▶ **Point localization data**
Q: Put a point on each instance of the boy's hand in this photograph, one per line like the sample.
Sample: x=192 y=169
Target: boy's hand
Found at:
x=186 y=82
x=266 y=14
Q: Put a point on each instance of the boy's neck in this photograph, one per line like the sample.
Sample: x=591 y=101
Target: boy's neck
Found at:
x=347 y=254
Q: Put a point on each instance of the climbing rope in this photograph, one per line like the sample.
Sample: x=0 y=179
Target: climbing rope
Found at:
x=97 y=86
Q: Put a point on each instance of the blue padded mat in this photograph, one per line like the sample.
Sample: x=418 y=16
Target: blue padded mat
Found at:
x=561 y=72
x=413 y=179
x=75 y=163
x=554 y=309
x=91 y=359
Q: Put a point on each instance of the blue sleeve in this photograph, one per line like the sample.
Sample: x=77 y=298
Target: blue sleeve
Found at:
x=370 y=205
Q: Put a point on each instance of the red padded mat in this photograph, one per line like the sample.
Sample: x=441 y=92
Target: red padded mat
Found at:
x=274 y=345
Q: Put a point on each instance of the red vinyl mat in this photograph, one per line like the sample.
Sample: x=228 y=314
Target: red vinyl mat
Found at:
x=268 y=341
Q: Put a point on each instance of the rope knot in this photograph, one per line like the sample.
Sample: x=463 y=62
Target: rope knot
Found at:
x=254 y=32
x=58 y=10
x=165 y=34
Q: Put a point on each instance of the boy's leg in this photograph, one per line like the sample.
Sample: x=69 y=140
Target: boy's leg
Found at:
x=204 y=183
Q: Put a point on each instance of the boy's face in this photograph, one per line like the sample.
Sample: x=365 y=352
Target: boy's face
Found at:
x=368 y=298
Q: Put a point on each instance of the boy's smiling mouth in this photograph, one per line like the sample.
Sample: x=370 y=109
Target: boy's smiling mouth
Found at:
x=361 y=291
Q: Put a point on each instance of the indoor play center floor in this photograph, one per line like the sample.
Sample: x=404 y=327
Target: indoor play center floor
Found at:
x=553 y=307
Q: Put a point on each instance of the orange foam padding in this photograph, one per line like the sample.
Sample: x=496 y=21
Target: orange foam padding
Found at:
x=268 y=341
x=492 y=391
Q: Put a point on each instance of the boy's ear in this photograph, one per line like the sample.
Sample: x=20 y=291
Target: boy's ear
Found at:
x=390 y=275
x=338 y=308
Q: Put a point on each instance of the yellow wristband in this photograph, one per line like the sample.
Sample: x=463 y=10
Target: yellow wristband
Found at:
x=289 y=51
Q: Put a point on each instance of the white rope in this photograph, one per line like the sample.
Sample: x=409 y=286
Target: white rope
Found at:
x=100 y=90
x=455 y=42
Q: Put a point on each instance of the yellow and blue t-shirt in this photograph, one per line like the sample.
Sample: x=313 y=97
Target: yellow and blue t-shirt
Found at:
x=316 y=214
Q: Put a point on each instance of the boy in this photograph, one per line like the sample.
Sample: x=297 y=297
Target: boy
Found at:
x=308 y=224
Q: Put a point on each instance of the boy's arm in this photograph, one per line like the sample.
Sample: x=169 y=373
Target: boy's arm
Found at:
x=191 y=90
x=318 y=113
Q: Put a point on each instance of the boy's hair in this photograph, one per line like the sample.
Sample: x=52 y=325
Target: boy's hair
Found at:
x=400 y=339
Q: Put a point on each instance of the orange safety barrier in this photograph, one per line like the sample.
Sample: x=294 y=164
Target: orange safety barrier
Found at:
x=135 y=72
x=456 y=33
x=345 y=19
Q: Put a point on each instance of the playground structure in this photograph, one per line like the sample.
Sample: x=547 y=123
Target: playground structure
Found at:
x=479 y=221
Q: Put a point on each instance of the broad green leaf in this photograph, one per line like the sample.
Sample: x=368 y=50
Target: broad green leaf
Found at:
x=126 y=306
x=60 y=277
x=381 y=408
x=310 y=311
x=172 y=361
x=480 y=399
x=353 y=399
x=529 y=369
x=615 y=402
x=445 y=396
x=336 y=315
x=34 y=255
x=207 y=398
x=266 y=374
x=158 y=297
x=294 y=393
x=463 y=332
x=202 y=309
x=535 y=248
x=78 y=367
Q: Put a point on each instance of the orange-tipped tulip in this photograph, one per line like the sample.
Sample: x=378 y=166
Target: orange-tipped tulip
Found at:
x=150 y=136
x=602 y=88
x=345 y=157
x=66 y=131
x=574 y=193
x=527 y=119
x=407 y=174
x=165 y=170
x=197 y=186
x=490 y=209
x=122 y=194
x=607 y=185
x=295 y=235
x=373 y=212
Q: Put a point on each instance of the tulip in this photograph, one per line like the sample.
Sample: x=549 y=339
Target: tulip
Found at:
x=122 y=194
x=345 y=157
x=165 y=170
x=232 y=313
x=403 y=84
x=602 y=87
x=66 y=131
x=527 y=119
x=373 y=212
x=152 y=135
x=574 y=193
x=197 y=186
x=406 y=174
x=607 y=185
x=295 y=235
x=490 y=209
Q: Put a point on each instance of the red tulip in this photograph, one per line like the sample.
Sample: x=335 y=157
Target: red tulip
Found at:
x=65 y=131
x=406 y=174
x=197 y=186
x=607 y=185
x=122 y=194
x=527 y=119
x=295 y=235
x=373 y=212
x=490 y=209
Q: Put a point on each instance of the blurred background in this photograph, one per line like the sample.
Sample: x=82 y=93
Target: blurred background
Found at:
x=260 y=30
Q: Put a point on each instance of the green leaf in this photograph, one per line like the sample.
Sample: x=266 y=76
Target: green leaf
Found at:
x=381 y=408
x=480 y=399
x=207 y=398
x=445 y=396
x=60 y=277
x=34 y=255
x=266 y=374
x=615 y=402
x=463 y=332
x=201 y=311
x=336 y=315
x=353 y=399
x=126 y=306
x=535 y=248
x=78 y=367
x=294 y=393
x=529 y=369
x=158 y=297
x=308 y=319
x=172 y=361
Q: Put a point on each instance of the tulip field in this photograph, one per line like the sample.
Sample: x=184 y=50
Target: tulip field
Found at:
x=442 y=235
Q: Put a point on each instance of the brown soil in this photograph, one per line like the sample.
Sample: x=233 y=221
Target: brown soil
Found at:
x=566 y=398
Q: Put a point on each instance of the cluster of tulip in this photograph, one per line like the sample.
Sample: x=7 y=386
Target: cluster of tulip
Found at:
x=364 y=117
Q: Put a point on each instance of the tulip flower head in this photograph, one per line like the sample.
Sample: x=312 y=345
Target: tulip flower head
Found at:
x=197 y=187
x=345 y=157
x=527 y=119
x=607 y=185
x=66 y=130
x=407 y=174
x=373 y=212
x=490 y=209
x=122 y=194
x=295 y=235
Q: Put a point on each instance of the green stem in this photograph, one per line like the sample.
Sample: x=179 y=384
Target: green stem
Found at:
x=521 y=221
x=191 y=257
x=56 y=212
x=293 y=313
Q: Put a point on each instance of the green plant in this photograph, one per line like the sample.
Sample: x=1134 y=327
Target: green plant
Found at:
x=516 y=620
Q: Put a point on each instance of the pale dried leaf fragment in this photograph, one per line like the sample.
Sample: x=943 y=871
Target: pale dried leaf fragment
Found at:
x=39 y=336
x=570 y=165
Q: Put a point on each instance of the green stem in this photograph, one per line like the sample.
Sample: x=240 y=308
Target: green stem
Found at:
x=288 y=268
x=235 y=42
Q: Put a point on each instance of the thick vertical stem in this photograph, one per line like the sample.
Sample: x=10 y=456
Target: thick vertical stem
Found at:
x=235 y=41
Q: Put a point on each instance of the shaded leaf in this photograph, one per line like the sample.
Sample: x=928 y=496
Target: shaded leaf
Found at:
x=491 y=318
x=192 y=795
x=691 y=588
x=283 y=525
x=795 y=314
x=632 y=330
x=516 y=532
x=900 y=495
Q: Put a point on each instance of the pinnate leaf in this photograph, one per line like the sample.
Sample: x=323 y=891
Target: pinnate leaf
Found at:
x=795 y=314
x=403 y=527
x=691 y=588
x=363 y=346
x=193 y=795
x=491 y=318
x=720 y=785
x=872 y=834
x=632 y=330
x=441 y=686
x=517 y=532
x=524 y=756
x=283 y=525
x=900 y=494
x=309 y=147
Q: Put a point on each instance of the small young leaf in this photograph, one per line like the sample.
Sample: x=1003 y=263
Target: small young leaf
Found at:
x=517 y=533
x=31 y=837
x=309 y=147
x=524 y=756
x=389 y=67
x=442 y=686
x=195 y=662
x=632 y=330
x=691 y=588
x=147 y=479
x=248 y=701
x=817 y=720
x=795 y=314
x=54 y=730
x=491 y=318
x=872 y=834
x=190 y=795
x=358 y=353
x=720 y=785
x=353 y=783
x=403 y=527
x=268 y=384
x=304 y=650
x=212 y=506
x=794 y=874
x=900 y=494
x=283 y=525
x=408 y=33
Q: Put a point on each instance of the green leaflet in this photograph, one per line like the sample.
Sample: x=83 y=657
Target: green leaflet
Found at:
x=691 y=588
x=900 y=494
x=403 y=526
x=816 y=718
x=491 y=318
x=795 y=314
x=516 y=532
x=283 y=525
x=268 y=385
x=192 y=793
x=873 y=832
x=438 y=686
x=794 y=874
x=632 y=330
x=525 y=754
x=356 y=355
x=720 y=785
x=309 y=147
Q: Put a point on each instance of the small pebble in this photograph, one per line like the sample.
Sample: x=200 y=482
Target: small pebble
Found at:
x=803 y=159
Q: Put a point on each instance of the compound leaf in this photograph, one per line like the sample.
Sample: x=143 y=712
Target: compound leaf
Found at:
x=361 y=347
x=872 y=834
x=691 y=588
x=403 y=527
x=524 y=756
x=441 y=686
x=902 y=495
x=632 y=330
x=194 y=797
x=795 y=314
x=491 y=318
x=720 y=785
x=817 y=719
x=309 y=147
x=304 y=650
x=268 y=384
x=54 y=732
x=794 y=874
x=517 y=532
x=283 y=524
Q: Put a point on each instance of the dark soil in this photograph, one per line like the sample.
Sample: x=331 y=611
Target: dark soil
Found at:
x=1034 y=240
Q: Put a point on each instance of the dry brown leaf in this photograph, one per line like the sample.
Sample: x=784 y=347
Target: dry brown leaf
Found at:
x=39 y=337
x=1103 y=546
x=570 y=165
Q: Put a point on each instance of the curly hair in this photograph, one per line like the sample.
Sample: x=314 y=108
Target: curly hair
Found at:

▶ **DIRECTIONS FOR THIS TASK**
An answer is complete only when it holds every line above containing the string "center".

▶ **ANSWER BELOW**
Q: Put a point on each instance of the indoor play center floor in this photograph, one per line like the sample.
Target: indoor play center floor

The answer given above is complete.